E2: Episodic ALFWorld Benchmark — Results

Hypothesis

H1: Semantic retrieval significantly outperforms random/zero-shot for embodied planning.

H2: CVX-Causal (match mid-episode states, return continuation) outperforms full-episode retrieval by providing targeted procedural context.

Experimental Setup

Component	Choice
Dataset	AgentInstruct ALFWorld (336 GPT-4 expert trajectories, 3–35 steps)
LLM	qwen2.5-coder:7b-instruct (Ollama)
Embedding	all-MiniLM-L6-v2 (D=384)
Evaluation	99 episodes, stratified by task type, leave-one-out, k=3

Conditions

Condition	Retrieval	Context
NoMemory	None	Zero-shot
RandomTrajectory	Random	Full expert trajectory
FlatCosine	numpy cosine on tasks	Full trajectory
CVX-Episodic	CVX search	Full trajectory
CVX-Causal	CVX search ALL steps	Continuation only

Metrics

Semantic Similarity: cosine(plan embedding, expert trajectory embedding)
Action Overlap: fraction of expert action verbs in plan
Object Recall: fraction of expert objects in plan
Step Ratio: plan_steps / expert_steps

Results

Condition	SemSim	ActOvl	ObjRec	StepR
NoMemory	0.600	0.60	0.09	0.56
RandomTrajectory	0.614	0.78	0.17	0.70
FlatCosine	0.702	0.89	0.30	0.74
CVX-Episodic	0.709	0.88	0.28	0.74
CVX-Causal	0.588	0.70	0.21	0.43

Statistical Tests (Wilcoxon, semantic similarity)

################

_Assignment A_
Reproduce verbatim the part of the ALFWorld benchmark results starting at "H1: Semantic retrieval" and ending at "targeted procedural context.".
_Assignment B_
Answer these questions from the ALFWorld benchmark results:
(i) Which LLM was used in the experimental setup?
(ii) What context does the CVX-Causal condition supply?
(iii) What semantic similarity score did FlatCosine achieve?
_Assignment C_
Extend the ALFWorld benchmark results past the final line shown.

################

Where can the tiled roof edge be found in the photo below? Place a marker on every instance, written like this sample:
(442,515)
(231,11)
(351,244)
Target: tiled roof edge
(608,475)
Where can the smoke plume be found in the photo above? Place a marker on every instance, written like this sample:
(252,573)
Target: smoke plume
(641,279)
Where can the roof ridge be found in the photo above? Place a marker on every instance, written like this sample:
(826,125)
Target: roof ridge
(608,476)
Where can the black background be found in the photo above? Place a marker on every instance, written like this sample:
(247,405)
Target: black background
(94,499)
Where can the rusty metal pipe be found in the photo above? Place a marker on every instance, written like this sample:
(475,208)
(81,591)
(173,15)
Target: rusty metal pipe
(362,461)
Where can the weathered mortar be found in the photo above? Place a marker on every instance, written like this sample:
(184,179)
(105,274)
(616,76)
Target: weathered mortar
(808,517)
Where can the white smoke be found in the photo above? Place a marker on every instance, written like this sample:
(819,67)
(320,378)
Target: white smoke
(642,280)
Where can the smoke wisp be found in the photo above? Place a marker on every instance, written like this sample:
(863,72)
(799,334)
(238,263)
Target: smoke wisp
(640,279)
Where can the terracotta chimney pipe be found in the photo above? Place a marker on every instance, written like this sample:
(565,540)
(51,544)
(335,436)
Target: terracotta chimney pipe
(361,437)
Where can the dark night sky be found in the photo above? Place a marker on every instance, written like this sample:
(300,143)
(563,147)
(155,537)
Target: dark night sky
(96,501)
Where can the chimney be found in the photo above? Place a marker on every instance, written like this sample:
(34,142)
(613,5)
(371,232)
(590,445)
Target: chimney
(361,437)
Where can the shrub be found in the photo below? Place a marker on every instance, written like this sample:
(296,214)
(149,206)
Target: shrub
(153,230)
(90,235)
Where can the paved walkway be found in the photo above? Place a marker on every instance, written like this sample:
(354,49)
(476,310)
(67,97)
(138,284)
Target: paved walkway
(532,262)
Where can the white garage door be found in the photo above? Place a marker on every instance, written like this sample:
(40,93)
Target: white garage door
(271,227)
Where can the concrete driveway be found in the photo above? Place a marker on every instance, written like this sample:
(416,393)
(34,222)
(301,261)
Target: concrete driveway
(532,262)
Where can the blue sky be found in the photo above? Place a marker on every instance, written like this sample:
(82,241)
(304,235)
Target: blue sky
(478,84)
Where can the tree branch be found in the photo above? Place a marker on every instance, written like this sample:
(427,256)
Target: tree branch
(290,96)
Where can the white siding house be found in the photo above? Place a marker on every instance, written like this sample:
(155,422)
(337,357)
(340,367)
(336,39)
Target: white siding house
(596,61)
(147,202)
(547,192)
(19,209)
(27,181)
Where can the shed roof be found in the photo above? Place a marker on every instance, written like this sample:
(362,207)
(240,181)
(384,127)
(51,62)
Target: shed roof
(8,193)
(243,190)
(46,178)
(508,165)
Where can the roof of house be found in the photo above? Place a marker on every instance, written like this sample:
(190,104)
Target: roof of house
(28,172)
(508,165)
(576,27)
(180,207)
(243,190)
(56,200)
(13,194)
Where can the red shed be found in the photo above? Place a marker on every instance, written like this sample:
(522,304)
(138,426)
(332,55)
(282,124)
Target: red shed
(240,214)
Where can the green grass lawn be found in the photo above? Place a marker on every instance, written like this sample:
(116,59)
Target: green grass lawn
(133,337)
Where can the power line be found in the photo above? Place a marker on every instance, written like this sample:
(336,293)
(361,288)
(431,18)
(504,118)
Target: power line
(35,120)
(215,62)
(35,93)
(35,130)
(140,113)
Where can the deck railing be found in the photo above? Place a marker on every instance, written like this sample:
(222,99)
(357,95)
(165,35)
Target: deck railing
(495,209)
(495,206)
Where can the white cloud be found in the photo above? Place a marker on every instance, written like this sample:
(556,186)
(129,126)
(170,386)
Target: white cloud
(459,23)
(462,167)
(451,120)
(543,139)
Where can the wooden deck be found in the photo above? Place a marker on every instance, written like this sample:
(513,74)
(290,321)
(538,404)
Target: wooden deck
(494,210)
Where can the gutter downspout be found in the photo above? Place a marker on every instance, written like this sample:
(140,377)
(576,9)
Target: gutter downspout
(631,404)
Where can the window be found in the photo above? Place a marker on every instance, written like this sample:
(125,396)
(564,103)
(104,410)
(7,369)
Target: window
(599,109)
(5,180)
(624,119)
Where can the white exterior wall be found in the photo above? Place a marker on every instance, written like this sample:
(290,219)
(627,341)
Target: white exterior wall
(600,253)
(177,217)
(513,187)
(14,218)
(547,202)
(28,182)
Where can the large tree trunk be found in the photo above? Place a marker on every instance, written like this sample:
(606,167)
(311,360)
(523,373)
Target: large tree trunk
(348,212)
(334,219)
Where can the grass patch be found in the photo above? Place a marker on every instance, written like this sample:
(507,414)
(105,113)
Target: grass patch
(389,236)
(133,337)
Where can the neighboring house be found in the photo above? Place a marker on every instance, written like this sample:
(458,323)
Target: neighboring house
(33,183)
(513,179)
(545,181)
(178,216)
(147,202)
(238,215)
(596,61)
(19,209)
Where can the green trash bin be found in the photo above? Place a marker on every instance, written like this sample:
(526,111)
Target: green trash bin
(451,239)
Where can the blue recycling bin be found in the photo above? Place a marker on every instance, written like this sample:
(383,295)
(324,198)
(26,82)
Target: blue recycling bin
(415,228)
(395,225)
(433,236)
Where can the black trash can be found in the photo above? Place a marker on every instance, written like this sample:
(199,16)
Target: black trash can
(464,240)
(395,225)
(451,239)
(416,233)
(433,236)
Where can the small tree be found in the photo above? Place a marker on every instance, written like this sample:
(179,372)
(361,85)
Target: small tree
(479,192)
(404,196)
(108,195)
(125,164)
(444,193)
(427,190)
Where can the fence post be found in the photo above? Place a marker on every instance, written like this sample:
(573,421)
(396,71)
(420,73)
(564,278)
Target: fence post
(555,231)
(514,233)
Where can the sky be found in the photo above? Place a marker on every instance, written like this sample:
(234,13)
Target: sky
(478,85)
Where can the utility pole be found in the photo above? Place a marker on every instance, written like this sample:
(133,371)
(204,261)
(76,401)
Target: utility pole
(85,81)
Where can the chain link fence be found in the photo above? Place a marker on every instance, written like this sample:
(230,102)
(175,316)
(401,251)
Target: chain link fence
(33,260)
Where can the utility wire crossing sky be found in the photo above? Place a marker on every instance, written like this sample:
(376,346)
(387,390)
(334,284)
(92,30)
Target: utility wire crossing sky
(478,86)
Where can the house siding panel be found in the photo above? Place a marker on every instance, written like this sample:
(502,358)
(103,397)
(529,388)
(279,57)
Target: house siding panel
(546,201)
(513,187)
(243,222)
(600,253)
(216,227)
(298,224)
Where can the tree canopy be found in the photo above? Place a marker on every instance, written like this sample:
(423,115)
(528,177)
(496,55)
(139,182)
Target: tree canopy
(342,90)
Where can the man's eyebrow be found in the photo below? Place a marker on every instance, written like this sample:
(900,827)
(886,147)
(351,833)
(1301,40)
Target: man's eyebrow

################

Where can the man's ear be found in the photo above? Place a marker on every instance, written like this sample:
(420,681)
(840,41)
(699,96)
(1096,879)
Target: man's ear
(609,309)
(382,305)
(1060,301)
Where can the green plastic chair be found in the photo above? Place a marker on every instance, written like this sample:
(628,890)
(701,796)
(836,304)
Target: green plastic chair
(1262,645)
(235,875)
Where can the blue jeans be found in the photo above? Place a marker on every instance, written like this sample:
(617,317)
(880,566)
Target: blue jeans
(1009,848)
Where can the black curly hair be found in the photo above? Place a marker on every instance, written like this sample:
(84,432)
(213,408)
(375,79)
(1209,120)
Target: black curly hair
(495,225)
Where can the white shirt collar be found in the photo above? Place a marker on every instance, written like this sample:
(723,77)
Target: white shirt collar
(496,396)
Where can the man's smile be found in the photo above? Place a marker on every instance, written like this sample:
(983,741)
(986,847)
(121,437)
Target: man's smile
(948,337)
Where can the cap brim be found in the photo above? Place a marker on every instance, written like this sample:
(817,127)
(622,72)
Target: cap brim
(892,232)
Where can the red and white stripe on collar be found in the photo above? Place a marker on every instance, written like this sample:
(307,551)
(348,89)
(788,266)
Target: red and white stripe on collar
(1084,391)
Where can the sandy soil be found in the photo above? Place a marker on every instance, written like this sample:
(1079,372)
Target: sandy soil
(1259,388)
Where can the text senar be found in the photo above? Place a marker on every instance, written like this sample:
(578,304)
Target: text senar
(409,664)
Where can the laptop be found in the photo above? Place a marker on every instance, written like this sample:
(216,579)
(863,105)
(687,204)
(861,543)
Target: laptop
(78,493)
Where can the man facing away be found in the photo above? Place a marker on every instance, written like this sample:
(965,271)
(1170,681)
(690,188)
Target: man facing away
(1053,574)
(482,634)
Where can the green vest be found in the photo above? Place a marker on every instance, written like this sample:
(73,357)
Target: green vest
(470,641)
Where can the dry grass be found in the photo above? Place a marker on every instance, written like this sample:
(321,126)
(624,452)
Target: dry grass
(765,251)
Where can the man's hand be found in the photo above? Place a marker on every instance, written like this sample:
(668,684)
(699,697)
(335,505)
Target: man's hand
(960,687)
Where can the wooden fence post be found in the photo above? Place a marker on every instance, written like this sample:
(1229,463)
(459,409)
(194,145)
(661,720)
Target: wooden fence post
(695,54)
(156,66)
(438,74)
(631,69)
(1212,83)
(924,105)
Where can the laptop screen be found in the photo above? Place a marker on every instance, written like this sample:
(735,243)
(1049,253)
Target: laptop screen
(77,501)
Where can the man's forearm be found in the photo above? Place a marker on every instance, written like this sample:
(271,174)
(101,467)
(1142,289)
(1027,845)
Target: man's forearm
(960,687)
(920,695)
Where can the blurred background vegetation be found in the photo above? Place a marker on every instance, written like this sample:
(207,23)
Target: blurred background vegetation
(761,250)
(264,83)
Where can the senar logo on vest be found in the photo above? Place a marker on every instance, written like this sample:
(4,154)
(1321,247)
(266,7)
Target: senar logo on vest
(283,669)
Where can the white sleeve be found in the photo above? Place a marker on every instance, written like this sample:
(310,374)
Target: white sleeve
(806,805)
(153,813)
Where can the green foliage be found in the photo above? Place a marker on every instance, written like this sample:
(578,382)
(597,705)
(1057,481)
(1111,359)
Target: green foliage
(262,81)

################

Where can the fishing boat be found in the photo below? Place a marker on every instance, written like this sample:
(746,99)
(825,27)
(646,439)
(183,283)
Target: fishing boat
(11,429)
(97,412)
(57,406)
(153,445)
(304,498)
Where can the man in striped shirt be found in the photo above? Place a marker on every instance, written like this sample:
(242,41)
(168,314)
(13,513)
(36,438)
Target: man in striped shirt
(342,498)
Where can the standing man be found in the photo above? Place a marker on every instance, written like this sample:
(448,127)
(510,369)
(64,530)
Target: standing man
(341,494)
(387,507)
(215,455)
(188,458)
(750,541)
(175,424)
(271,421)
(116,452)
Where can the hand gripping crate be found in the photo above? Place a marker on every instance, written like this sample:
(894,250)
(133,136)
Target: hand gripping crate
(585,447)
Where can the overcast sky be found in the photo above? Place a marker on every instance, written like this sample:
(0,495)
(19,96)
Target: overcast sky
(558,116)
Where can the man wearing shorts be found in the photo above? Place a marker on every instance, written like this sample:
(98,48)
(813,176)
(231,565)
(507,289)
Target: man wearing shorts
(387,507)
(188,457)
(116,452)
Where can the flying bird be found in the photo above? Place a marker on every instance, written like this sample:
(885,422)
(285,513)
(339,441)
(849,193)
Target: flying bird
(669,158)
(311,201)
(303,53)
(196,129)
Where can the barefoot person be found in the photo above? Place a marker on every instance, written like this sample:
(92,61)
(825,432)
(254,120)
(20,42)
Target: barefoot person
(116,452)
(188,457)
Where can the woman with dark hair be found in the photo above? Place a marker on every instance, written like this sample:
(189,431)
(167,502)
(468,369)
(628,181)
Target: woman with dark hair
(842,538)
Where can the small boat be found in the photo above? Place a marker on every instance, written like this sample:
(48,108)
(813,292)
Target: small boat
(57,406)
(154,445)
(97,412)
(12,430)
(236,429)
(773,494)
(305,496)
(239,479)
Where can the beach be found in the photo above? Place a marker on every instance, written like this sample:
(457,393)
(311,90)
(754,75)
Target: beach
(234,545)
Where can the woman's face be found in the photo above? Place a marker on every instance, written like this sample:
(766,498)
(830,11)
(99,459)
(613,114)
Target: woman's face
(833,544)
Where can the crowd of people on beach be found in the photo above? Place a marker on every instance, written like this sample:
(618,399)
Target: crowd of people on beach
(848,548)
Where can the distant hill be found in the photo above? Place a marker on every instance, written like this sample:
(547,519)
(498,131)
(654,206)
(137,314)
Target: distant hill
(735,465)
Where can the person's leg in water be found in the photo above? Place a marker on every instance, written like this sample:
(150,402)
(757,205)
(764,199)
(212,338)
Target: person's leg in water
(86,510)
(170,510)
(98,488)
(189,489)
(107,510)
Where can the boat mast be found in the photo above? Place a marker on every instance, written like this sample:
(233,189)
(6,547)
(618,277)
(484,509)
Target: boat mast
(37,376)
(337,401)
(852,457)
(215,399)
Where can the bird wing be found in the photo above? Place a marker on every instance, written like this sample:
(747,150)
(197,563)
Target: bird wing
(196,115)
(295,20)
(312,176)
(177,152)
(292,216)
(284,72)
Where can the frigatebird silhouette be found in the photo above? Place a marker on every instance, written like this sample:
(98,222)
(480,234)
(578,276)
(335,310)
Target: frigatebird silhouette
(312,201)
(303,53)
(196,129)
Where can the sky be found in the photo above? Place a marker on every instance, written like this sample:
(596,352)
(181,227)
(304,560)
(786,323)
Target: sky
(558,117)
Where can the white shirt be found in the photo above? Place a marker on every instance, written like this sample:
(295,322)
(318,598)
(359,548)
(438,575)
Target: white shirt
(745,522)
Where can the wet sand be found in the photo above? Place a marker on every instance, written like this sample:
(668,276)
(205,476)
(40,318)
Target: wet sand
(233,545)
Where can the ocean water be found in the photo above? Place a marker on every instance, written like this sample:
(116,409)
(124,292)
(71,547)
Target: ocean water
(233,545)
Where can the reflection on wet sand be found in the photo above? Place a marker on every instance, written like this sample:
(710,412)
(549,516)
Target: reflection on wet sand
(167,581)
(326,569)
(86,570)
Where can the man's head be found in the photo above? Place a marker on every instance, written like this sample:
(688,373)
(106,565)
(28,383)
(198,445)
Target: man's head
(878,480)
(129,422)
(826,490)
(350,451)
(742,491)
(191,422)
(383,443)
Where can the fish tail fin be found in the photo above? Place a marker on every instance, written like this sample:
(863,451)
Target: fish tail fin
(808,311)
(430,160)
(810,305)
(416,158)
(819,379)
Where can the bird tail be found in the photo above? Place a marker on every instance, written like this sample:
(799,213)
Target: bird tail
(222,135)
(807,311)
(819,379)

################

_Answer A_
H1: Semantic retrieval significantly outperforms random/zero-shot for embodied planning.

H2: CVX-Causal (match mid-episode states, return continuation) outperforms full-episode retrieval by providing targeted procedural context.

_Answer B_
(i) qwen2.5-coder:7b-instruct (Ollama)
(ii) Continuation only
(iii) 0.702

_Answer C_
Comparison	Δ	p	Sig
CVX-Episodic vs NoMemory	+0.109	<0.0001	***
FlatCosine vs NoMemory	+0.102	<0.0001	***
CVX-Episodic vs Random	+0.095	<0.0001	***
CVX-Episodic vs FlatCosine	+0.007	0.213	ns
CVX-Causal vs NoMemory	-0.012	0.927	ns
CVX-Causal vs FlatCosine	-0.114	1.000	ns

CVX-Causal Match Step Distribution

Step  0:   21 ( 7.1%)  ██
Step  1:    8 ( 2.7%)  █
Step  2:    9 ( 3.0%)  █
Step  3:   22 ( 7.4%)  ██
Step  5:   23 ( 7.7%)  ███
Step  7:   39 (13.1%)  █████
Step 10+: 109 (36.7%)  ███████████████

Key Findings

H1 confirmed: Semantic retrieval (FlatCosine/CVX-Episodic) significantly outperforms zero-shot (+0.10 semantic sim, p<0.0001) and random (+0.09, p<0.0001). Object recall triples (0.09 → 0.30).
H2 rejected: CVX-Causal (0.588) is worse than NoMemory (0.600). The continuation-only format, without full task context, confuses the LLM.
CVX-Episodic ≈ FlatCosine: +0.007 semantic sim (p=0.213 ns), 67% retrieval overlap.
Why CVX-Causal fails: 36.7% of matches are at step 10+, meaning the continuation is just the last 2-3 steps of an episode (e.g., “put X in/on Y”). Without the preceding context (which objects, which rooms), these fragments are useless. The query (task description) matches late-episode states because they contain the task text as a prefix.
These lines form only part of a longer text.